_Exercise objective_: Return the Bayes-UCB documentation page below in full, word for word.

Skip to content

BayesUCB

Bayes-UCB bandit policy.

Bayes-UCB is a Bayesian algorithm for the multi-armed bandit problem. It uses the posterior distribution of the reward of each arm to compute an upper confidence bound (UCB) on the expected reward of each arm. The arm with the highest UCB is then pulled. The posterior distribution is updated after each pull. The algorithm is described in [^1].

Parameters

  • reward_obj

    DefaultNone

    The reward object that is used to update the posterior distribution.

  • burn_in

    Default0

    Number of initial observations per arm before using the posterior distribution.

  • seed

    Typeint | None

    DefaultNone

    Random number generator seed for reproducibility.

Attributes

  • ranking

    Return the list of arms in descending order of performance.

Examples

import gym
from river import bandit
from river import proba
from river import stats

env = gym.make(
    'river_bandits/CandyCaneContest-v0'
)
_ = env.reset(seed=42)
_ = env.action_space.seed(123)

policy = bandit.BayesUCB(seed=123)

metric = stats.Sum()
while True:
    action = policy.pull(range(env.action_space.n))

_Data excerpts_:
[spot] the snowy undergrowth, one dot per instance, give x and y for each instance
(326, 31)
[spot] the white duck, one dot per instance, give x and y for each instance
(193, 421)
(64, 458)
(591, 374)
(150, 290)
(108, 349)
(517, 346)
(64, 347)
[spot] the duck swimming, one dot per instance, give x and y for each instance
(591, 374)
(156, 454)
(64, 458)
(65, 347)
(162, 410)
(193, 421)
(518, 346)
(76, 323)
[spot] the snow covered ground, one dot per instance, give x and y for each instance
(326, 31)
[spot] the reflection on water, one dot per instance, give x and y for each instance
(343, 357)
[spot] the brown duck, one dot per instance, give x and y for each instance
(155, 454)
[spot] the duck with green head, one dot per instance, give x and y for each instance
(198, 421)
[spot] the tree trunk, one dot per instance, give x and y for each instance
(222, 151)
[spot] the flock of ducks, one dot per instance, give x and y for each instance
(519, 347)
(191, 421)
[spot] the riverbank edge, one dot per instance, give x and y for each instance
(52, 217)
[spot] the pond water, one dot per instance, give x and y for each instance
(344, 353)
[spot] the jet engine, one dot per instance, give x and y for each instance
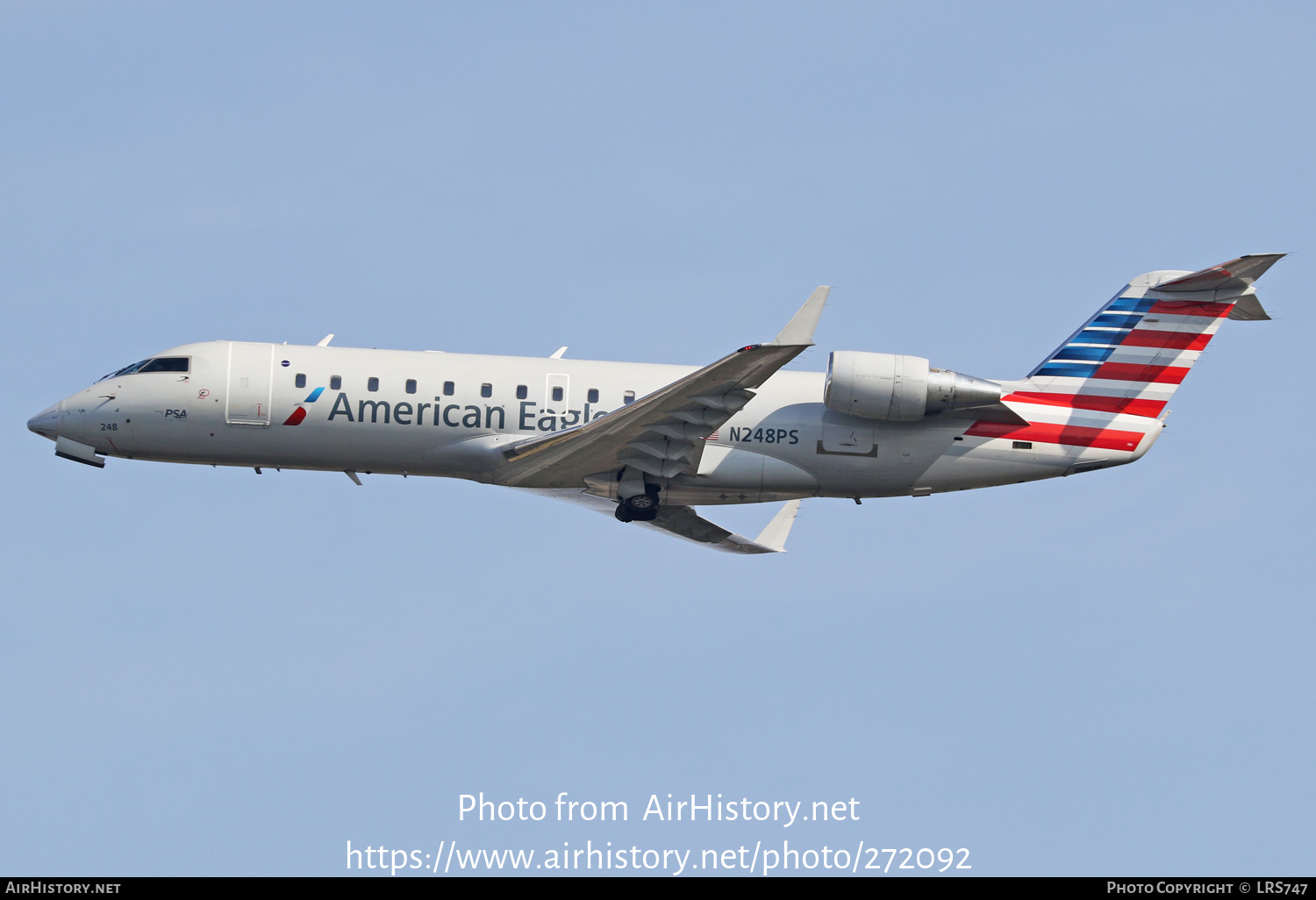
(900, 389)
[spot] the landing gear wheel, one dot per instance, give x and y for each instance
(641, 503)
(640, 507)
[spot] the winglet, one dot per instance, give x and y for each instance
(1236, 274)
(799, 331)
(774, 536)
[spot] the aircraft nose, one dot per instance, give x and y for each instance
(46, 423)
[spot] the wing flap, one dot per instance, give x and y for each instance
(661, 433)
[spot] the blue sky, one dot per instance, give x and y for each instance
(213, 673)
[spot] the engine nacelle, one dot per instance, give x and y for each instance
(900, 389)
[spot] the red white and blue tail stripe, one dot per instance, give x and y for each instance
(1097, 400)
(1137, 349)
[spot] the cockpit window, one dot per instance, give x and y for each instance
(166, 365)
(158, 365)
(125, 370)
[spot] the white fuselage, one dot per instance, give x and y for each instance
(449, 415)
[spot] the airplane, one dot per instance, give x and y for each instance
(649, 442)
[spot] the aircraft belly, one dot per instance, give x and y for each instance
(736, 475)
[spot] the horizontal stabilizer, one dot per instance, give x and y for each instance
(1237, 274)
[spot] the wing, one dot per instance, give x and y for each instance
(662, 433)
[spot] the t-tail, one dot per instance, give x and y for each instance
(1105, 389)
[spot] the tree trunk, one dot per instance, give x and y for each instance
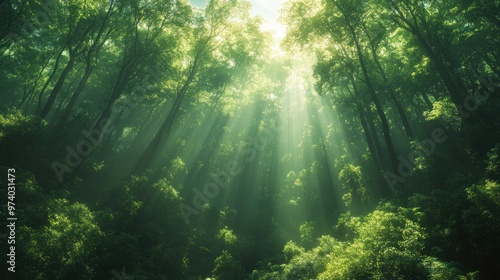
(57, 88)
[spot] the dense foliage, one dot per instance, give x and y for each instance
(159, 140)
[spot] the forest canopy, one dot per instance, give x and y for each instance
(175, 139)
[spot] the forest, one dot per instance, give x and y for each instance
(158, 139)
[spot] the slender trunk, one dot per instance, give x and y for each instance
(44, 88)
(163, 133)
(373, 95)
(78, 91)
(57, 88)
(166, 128)
(451, 80)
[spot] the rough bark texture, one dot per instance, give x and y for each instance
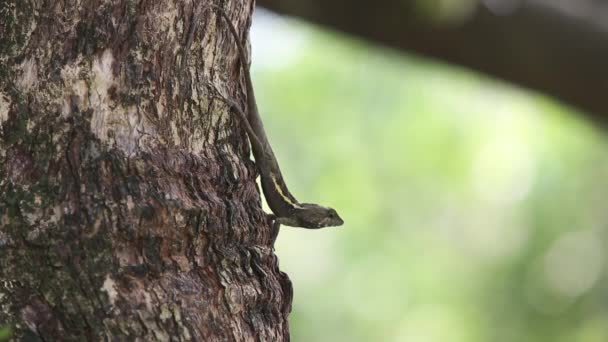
(559, 53)
(128, 204)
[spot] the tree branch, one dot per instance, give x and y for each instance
(537, 47)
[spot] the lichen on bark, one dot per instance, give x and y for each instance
(128, 205)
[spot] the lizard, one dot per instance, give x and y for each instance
(285, 207)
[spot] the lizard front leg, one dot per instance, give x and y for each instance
(275, 227)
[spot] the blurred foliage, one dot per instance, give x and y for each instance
(474, 211)
(5, 333)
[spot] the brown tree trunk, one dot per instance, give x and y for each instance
(128, 204)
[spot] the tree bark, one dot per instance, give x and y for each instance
(128, 204)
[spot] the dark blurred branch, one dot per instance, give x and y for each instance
(537, 47)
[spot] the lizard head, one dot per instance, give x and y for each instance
(316, 216)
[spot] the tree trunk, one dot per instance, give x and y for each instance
(128, 203)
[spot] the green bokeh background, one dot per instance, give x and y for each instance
(475, 211)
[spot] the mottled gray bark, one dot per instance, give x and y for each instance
(560, 53)
(128, 203)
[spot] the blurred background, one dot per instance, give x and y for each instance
(475, 210)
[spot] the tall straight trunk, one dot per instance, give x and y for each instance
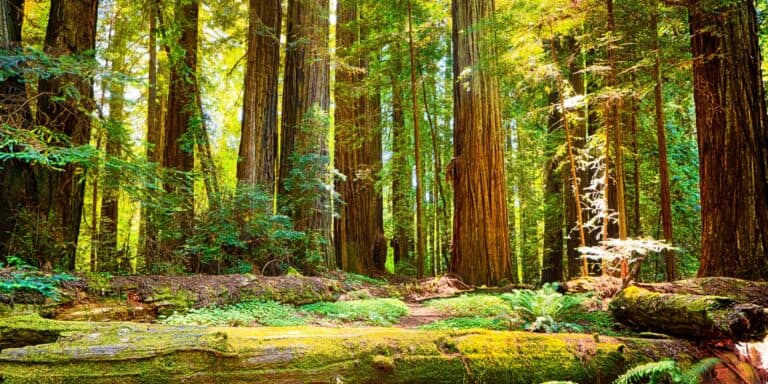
(420, 232)
(658, 99)
(154, 133)
(402, 205)
(182, 111)
(258, 139)
(306, 96)
(733, 139)
(115, 136)
(71, 30)
(359, 231)
(480, 238)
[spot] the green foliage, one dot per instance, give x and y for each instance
(667, 371)
(471, 306)
(247, 313)
(497, 323)
(45, 285)
(544, 310)
(371, 311)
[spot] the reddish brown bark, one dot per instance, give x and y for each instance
(258, 140)
(480, 238)
(732, 137)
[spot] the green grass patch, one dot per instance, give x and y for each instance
(270, 314)
(492, 323)
(471, 306)
(371, 311)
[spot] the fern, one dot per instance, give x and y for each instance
(656, 372)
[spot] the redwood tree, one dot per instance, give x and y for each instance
(71, 31)
(258, 149)
(733, 138)
(480, 238)
(359, 230)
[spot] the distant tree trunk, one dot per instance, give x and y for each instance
(359, 230)
(154, 135)
(480, 238)
(258, 140)
(178, 151)
(306, 96)
(733, 137)
(420, 231)
(402, 204)
(16, 181)
(658, 97)
(71, 30)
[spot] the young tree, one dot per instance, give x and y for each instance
(71, 31)
(732, 135)
(359, 230)
(258, 149)
(480, 238)
(304, 129)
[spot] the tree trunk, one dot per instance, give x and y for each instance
(304, 129)
(359, 231)
(732, 137)
(402, 198)
(695, 317)
(71, 30)
(666, 200)
(258, 140)
(480, 239)
(91, 352)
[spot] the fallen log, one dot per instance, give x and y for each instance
(82, 352)
(697, 317)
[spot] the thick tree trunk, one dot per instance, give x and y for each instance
(306, 102)
(178, 151)
(732, 136)
(71, 30)
(402, 196)
(696, 317)
(258, 140)
(480, 238)
(35, 350)
(359, 231)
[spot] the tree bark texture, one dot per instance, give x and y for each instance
(732, 138)
(71, 30)
(696, 317)
(480, 238)
(258, 140)
(359, 231)
(306, 102)
(38, 350)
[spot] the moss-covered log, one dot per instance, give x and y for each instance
(690, 316)
(142, 353)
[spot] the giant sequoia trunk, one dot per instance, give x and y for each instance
(35, 350)
(480, 238)
(71, 31)
(359, 231)
(733, 138)
(178, 152)
(304, 129)
(258, 149)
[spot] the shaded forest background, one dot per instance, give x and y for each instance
(234, 137)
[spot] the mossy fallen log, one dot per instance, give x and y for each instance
(697, 317)
(143, 353)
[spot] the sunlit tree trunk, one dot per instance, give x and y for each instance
(733, 139)
(480, 238)
(258, 140)
(71, 30)
(359, 231)
(306, 96)
(182, 112)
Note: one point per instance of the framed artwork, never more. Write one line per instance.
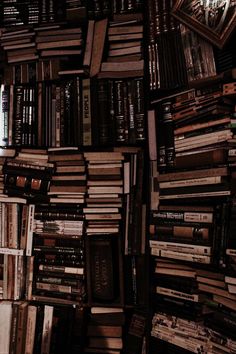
(215, 20)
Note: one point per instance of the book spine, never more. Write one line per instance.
(17, 119)
(139, 110)
(103, 114)
(119, 111)
(87, 120)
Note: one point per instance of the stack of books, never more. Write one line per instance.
(58, 254)
(105, 189)
(28, 175)
(105, 330)
(19, 45)
(46, 327)
(68, 183)
(191, 228)
(125, 50)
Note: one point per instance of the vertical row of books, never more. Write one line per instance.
(191, 134)
(74, 84)
(72, 205)
(72, 250)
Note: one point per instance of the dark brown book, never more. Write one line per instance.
(182, 175)
(104, 331)
(100, 29)
(102, 265)
(89, 43)
(107, 342)
(127, 66)
(201, 158)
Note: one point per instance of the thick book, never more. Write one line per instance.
(103, 267)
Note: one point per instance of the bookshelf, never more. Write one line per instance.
(191, 216)
(117, 182)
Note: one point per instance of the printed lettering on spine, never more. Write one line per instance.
(103, 265)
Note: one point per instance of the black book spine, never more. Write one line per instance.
(139, 110)
(17, 119)
(103, 113)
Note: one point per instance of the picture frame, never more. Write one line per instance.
(215, 20)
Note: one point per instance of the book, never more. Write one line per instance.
(124, 66)
(104, 331)
(107, 342)
(100, 29)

_Solution to this exercise_:
Skip to content

BayesUCB

Bayes-UCB bandit policy.

Bayes-UCB is a Bayesian algorithm for the multi-armed bandit problem. It uses the posterior distribution of the reward of each arm to compute an upper confidence bound (UCB) on the expected reward of each arm. The arm with the highest UCB is then pulled. The posterior distribution is updated after each pull. The algorithm is described in [^1].

Parameters

  • reward_obj

    DefaultNone

    The reward object that is used to update the posterior distribution.

  • burn_in

    Default0

    Number of initial observations per arm before using the posterior distribution.

  • seed

    Typeint | None

    DefaultNone

    Random number generator seed for reproducibility.

Attributes

  • ranking

    Return the list of arms in descending order of performance.

Examples

import gym
from river import bandit
from river import proba
from river import stats

env = gym.make(
    'river_bandits/CandyCaneContest-v0'
)
_ = env.reset(seed=42)
_ = env.action_space.seed(123)

policy = bandit.BayesUCB(seed=123)

metric = stats.Sum()
while True:
    action = policy.pull(range(env.action_space.n))